### STATED PROBLEM
Output every request in the listing below as a two-column CSV with the columns request and points, one row per request, putting its text and its answer each in a single quoted field with line breaks replaced by spaces. Leave the pictures out.

(Point labeling listing)
•••••

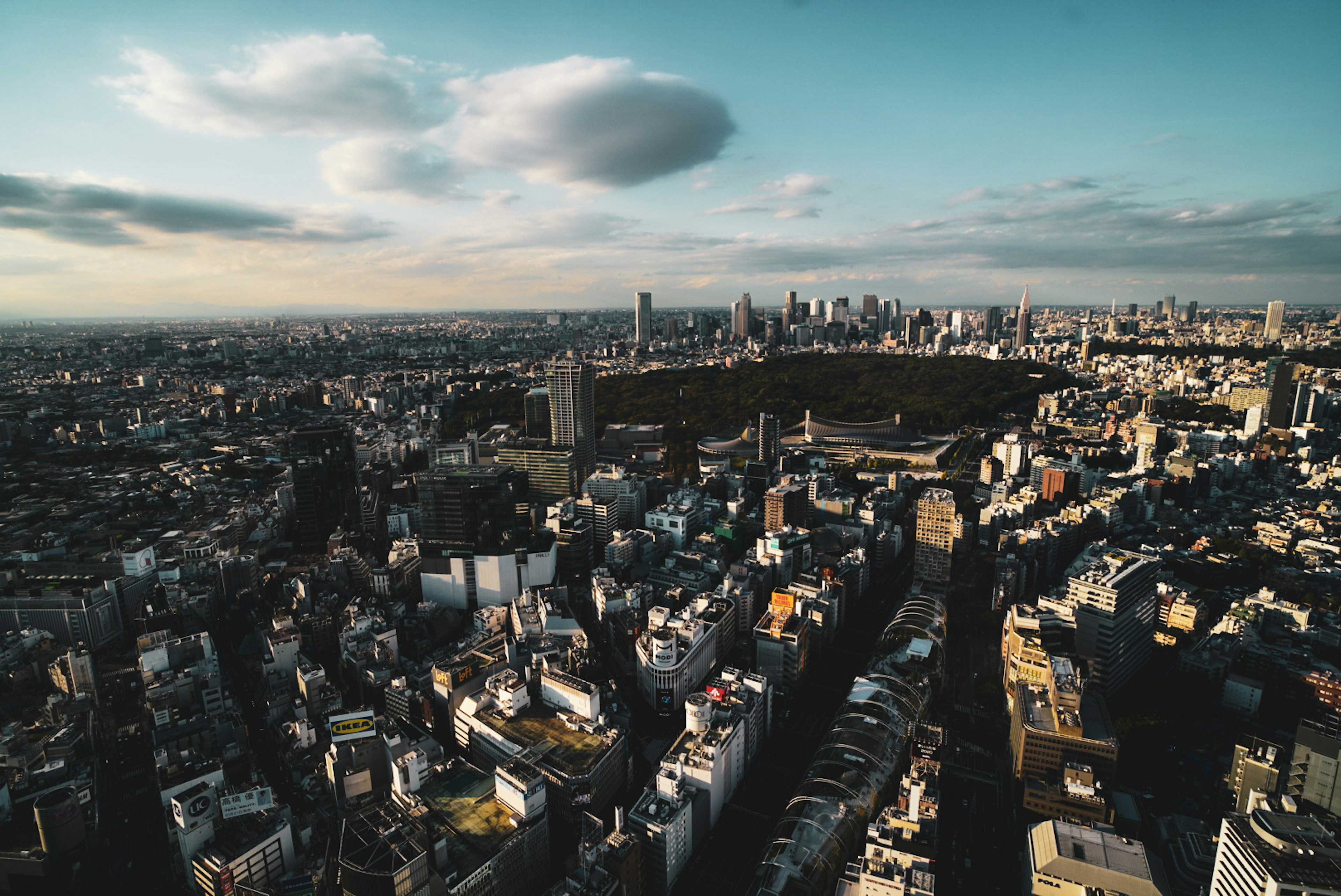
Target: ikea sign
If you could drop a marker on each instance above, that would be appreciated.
(352, 726)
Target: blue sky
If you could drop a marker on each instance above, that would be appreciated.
(164, 159)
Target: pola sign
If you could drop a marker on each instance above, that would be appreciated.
(352, 726)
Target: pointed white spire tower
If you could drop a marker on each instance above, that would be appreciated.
(1023, 330)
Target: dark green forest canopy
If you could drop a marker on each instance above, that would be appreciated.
(934, 394)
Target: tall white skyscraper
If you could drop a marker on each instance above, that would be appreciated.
(643, 317)
(1274, 320)
(1023, 322)
(572, 387)
(789, 312)
(1276, 852)
(887, 316)
(742, 317)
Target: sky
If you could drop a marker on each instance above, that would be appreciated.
(190, 159)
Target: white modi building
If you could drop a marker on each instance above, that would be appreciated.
(675, 655)
(487, 580)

•••••

### SOLVED PROBLEM
request,points
"Target: ikea sign If you could drop a marker on each instance above, that would be appreciated.","(352, 726)"
"Target: blue sky If you could drop a marker on each instance above, that would be appreciated.","(164, 159)"
"Target: pola sign If you could drop a marker on each instance above, that would be appreciated.","(352, 726)"
"Target: pointed white spire tower If you could drop a marker on each instance above, that would be appreciated.","(1023, 330)"
"Target: dark green forest canopy If you could drop a marker on each instance above, that would be appreciated.","(934, 394)"
"Target: tall white skyscraper If you could drop a marker on each instance above, that would be appreciated.","(643, 317) (1274, 320) (1023, 322) (572, 387) (789, 312) (1276, 852) (887, 316) (742, 317)"
"Target: sky If you could drop a marker on each instance above, that would be appreciated.","(190, 159)"
"Target: white modi building If you could drop a marker on each instance above, that would be appreciated.","(675, 655) (487, 580)"